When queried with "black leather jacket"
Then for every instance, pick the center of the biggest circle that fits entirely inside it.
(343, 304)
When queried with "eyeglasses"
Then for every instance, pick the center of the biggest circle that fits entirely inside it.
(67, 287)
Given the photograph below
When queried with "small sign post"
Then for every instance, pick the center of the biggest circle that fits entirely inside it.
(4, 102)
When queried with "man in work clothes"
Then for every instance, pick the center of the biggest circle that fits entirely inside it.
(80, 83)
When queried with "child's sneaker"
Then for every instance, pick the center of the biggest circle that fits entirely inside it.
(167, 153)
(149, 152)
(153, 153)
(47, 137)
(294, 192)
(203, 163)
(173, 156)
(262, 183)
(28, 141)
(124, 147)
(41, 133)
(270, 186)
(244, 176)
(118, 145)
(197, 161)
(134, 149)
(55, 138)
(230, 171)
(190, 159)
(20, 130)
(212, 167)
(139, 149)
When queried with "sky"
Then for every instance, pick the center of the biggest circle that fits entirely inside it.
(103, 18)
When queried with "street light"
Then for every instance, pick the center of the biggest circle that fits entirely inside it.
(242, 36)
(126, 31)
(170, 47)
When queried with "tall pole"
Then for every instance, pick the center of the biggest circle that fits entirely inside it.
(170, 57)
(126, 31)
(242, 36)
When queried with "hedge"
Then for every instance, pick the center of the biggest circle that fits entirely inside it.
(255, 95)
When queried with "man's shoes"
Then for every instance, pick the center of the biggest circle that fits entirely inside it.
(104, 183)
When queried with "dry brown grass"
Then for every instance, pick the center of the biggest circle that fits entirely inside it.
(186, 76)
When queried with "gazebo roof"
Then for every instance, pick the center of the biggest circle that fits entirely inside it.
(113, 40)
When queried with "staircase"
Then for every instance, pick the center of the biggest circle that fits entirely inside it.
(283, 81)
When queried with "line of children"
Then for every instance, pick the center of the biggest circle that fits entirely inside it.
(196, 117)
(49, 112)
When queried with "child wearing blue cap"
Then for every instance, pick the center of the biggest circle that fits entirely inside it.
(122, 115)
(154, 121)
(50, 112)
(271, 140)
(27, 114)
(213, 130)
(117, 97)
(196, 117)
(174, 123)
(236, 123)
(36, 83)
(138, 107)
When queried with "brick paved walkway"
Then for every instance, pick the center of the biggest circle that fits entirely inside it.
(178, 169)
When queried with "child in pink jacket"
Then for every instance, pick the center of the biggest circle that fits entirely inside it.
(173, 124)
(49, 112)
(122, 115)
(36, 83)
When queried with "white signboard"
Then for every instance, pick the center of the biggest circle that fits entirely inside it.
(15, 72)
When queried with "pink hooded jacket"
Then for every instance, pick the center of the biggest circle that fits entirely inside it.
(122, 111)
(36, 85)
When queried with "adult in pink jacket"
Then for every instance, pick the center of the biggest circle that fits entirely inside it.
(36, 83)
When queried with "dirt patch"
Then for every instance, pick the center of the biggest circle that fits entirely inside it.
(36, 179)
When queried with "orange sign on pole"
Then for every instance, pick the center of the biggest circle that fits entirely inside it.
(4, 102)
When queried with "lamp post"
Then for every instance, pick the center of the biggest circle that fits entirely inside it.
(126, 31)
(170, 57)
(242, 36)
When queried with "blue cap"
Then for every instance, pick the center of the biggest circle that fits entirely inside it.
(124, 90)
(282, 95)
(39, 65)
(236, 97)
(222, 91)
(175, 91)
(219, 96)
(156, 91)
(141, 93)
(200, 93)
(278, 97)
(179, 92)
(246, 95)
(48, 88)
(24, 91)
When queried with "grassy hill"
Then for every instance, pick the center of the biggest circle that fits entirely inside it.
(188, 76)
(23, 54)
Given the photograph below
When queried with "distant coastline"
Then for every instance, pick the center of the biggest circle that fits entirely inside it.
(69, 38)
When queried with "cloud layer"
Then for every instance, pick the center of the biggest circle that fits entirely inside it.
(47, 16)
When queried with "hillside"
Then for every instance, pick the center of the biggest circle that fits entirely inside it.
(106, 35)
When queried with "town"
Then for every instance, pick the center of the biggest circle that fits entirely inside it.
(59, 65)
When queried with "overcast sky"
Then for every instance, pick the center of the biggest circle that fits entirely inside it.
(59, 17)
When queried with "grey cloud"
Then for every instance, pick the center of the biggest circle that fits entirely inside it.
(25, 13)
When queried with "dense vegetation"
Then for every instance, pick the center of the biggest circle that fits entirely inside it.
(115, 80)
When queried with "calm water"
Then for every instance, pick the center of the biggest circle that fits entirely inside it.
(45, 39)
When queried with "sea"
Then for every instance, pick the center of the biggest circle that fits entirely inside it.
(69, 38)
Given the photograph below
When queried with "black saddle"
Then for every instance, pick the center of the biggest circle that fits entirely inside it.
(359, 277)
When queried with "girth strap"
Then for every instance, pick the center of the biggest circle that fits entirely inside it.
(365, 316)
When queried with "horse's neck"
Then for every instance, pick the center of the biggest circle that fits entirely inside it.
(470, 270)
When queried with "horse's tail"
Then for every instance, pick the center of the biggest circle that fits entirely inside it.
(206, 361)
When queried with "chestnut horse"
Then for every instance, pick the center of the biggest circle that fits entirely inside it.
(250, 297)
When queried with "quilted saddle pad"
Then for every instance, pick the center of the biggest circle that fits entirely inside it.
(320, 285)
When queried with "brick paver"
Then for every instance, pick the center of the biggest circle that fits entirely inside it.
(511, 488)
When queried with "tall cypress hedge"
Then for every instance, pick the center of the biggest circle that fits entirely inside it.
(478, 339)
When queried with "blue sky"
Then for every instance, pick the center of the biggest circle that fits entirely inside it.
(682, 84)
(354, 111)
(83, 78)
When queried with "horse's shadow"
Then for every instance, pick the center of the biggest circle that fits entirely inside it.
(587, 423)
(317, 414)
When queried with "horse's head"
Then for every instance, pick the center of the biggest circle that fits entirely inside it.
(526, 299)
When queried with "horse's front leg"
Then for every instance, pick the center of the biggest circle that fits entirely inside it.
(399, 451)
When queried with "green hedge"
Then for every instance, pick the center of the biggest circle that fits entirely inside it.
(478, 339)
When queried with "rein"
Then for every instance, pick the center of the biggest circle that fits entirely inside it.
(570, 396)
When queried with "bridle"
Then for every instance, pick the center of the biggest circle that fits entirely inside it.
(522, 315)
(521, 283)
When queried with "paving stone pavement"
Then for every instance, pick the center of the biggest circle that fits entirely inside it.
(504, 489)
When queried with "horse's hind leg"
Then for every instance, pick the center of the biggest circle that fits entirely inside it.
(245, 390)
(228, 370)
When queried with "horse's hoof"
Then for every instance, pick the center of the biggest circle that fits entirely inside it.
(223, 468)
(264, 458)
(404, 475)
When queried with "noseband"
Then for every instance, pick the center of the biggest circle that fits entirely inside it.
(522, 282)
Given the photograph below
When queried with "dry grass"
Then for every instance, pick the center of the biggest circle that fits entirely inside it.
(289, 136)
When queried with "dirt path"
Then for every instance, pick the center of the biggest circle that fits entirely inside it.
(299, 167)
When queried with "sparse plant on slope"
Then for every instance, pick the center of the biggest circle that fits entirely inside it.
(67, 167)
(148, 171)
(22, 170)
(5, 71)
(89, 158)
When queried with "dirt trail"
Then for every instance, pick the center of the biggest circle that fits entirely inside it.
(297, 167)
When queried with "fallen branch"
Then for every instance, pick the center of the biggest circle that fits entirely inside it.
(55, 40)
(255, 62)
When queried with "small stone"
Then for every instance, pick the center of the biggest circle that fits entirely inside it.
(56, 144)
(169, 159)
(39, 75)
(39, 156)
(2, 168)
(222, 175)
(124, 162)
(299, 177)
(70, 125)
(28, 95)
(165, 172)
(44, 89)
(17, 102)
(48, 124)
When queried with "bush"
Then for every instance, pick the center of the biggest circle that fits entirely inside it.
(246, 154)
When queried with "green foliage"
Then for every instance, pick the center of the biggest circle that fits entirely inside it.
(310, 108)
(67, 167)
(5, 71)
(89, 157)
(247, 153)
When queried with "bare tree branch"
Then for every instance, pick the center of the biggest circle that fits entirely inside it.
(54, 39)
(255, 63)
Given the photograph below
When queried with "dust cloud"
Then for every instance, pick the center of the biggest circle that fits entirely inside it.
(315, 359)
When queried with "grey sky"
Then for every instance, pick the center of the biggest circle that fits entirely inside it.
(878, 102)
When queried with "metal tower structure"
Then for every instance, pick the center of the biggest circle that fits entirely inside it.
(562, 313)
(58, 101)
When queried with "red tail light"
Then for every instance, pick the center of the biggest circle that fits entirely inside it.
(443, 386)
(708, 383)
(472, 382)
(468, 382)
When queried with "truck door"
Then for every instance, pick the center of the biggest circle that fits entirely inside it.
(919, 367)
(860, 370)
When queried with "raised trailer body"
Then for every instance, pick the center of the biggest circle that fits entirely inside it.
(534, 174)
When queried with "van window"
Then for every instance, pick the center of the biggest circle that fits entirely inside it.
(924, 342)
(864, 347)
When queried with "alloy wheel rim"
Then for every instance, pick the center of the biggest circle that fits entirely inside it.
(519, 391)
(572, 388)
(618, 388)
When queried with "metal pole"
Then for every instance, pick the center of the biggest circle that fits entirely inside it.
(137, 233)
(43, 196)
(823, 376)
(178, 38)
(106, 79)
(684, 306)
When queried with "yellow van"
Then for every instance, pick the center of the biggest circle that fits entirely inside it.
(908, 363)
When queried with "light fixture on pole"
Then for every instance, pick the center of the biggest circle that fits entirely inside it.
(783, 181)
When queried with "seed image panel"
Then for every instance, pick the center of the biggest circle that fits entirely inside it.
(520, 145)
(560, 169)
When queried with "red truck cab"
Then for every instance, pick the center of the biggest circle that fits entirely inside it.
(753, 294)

Work task:
Scan the material line by line and report each one that contains "brick".

Solution for this exercise:
When queried with "brick paved walkway"
When queried with "brick paver"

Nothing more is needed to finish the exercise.